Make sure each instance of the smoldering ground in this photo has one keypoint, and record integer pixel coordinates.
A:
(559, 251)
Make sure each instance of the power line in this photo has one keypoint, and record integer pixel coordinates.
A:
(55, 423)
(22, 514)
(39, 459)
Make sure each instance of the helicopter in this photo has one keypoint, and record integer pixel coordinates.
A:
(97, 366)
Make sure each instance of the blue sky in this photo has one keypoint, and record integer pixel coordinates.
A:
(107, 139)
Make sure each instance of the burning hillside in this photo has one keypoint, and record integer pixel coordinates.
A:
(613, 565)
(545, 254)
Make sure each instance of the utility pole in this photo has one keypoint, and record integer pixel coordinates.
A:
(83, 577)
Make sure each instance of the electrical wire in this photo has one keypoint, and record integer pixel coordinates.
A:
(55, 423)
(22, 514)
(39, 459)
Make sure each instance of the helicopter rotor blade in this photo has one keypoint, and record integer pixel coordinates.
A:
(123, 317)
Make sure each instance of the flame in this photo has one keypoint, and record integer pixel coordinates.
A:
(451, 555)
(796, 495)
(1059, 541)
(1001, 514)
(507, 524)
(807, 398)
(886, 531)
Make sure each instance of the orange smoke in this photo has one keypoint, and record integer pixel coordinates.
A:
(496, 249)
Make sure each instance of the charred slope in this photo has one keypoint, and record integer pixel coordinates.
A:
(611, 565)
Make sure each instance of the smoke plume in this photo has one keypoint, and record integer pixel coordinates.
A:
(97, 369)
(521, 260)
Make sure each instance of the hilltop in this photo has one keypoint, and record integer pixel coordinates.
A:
* * * * * * * * *
§ Problem to work on
Find the word "helicopter" in the data and copy out each line where it turns up.

§ Expected output
Make sure each instance of the helicopter in this photo has one keypoint, and record integer pixel coordinates.
Make sure each instance of the helicopter rotor blade in this photo has one keypoint, and record integer pixel coordinates.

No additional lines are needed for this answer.